++++ MATERIAL PROVIDED ++++
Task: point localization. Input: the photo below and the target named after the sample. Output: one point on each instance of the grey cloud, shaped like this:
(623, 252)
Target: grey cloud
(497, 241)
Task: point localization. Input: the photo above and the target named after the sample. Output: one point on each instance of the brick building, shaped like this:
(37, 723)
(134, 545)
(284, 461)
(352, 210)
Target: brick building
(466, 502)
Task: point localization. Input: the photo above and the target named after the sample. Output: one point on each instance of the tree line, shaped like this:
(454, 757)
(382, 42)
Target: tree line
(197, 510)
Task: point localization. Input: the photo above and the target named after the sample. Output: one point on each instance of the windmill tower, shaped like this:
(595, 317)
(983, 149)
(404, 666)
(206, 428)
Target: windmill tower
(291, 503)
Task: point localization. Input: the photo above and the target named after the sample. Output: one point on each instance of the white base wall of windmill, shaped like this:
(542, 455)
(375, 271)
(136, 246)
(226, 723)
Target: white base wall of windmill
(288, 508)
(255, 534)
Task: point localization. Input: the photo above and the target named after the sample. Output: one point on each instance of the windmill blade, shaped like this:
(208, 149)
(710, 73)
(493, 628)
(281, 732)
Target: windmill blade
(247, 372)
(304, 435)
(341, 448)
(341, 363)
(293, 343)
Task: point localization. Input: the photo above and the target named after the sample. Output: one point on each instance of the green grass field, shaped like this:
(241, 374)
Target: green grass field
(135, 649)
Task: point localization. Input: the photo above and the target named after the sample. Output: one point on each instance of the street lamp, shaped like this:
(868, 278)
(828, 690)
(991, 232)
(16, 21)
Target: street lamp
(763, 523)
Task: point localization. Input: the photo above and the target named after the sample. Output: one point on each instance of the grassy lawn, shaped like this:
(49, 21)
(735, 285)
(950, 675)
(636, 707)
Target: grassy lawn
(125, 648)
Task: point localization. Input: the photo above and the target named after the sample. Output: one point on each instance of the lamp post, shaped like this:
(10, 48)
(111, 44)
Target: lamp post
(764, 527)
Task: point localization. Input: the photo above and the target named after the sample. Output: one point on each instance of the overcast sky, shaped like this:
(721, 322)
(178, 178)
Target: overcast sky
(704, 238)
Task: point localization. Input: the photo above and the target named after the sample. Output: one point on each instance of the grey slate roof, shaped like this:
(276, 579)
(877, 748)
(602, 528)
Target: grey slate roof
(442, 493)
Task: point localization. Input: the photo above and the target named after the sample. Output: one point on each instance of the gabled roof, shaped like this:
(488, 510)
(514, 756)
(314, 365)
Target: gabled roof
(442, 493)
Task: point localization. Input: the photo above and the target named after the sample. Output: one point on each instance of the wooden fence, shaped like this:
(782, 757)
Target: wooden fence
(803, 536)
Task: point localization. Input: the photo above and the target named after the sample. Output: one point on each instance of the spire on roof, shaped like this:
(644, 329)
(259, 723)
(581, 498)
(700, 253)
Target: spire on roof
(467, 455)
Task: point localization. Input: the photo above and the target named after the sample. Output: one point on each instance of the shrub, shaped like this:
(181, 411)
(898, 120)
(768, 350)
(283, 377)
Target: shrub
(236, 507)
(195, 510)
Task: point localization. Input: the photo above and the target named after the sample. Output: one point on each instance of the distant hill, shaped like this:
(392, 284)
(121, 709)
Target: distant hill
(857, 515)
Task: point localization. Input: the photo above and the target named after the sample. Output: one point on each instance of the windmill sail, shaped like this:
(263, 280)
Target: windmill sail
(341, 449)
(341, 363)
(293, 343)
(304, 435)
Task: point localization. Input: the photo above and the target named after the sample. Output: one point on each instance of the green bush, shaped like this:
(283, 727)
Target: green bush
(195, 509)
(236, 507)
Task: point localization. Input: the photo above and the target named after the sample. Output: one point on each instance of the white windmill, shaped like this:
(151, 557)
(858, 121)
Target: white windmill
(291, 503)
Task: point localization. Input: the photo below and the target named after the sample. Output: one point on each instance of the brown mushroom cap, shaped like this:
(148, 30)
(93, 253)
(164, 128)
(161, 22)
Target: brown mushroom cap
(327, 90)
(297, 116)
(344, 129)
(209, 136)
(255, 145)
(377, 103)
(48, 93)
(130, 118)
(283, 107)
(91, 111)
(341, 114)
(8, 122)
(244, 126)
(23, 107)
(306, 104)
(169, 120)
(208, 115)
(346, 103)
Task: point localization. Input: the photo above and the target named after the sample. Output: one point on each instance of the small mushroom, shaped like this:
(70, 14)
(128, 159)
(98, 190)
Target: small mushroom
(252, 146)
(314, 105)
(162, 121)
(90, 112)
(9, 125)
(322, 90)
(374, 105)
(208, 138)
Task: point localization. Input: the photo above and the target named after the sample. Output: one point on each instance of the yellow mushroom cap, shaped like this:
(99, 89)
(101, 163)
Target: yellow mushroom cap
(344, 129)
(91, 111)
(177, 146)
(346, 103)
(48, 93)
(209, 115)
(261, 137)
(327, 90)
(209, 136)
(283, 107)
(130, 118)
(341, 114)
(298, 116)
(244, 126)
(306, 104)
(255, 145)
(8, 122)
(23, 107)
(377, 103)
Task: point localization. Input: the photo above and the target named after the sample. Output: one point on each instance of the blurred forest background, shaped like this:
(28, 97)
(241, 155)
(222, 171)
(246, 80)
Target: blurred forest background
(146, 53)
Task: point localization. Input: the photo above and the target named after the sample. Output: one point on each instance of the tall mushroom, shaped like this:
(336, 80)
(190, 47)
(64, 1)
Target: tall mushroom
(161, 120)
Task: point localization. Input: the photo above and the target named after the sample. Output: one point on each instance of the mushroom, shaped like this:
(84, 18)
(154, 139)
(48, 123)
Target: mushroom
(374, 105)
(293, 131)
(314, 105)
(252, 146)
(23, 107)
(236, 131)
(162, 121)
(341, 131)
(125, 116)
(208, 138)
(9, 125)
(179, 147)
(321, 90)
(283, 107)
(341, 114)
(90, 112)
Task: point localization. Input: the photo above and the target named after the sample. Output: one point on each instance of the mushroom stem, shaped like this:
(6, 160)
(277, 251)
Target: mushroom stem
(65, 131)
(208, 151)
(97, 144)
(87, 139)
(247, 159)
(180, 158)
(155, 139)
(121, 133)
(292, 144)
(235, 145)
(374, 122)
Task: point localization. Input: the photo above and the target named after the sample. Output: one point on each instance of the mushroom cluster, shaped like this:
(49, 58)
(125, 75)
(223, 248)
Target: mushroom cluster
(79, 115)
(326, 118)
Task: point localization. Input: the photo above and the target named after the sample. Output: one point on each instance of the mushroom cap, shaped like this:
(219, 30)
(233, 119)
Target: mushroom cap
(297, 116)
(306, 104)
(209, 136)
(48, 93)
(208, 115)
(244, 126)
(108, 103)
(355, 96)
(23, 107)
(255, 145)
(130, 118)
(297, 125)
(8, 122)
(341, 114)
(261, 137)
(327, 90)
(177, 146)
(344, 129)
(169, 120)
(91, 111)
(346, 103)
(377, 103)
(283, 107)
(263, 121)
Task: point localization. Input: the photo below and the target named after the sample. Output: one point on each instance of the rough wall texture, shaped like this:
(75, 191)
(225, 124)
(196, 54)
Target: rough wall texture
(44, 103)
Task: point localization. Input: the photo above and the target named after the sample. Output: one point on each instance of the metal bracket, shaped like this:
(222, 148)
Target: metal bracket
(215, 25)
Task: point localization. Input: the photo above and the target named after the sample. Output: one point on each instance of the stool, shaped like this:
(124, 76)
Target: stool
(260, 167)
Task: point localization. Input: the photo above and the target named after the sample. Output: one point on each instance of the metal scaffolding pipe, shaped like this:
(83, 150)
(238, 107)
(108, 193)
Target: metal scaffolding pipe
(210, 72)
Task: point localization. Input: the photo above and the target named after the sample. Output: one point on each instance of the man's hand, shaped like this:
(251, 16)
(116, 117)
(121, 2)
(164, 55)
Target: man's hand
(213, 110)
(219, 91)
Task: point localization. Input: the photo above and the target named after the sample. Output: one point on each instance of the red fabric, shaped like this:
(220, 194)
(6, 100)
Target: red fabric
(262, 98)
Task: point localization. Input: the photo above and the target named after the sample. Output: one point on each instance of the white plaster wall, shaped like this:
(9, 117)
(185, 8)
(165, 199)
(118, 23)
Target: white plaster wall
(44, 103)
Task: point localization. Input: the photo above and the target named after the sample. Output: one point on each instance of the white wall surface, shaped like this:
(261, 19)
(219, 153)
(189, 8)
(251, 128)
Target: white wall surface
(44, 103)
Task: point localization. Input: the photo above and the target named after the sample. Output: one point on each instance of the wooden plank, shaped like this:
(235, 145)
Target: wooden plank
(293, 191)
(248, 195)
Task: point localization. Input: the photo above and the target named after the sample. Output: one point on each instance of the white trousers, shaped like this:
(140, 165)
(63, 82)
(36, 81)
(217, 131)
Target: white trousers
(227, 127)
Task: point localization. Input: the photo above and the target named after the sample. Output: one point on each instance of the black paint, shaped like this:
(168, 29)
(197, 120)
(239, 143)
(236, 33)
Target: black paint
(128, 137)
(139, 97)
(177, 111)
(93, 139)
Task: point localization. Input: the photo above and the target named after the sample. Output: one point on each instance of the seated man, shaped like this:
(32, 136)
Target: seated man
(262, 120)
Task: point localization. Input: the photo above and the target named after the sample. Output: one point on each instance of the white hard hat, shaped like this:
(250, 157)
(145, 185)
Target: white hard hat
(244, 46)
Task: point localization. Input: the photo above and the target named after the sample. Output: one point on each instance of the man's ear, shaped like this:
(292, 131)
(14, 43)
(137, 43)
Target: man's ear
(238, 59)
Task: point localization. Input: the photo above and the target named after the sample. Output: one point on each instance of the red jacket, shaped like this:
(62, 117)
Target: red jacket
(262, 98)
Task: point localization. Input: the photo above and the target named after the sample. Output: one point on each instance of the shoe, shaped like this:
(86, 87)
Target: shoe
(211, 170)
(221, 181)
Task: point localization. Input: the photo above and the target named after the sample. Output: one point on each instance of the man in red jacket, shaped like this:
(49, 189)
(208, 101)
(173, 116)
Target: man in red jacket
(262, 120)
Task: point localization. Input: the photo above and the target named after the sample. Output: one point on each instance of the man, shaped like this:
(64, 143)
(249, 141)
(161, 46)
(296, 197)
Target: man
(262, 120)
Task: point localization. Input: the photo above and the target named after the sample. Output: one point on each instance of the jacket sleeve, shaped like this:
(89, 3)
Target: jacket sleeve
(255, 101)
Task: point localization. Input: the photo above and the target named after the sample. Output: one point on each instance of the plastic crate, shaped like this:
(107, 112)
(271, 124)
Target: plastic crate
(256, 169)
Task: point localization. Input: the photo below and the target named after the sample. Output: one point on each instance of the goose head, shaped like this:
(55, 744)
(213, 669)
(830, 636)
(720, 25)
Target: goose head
++++
• [WHAT THE TASK ASKS]: Extract the closing run of lines, starting with the one containing "the red jacket, shaped" and ending at the last, exactly as written.

• [WORKED ANSWER]:
Task: point localization. Input: the photo above and the target named after the sample. Output: one point on each instance of the red jacket, shaped like this:
(62, 117)
Target: red jacket
(262, 98)
Task: point localization. Input: the photo above and the target named after the sample. Output: one point on each instance of the shoe, shaped like this:
(86, 87)
Target: shoe
(211, 170)
(221, 181)
Task: point localization. Input: the photo above and the target named after the sample. Output: one point on each instance of the man in red jacket, shaped like this:
(49, 189)
(208, 101)
(173, 116)
Target: man in red jacket
(262, 120)
Task: point localization. Input: the photo above and the target named after the sample. Output: one point on each instance of the man, shaped like this:
(64, 143)
(249, 141)
(161, 46)
(296, 197)
Target: man
(262, 120)
Task: point localization. Input: the photo above and the target named after the sample. Output: one point on each instance of the jacket sleeve, shaped like this:
(89, 3)
Target: jacket sleeve
(255, 101)
Task: point localization. Input: the photo above and the target named after the sample. Output: one point on each instance of the plastic crate, shaped like this:
(107, 112)
(271, 124)
Target: plastic crate
(256, 169)
Task: point localization. Input: the photo below and the target named after the sample. Output: one point on each instance of the goose head, shaped like this:
(55, 744)
(213, 669)
(830, 636)
(720, 25)
Target: goose head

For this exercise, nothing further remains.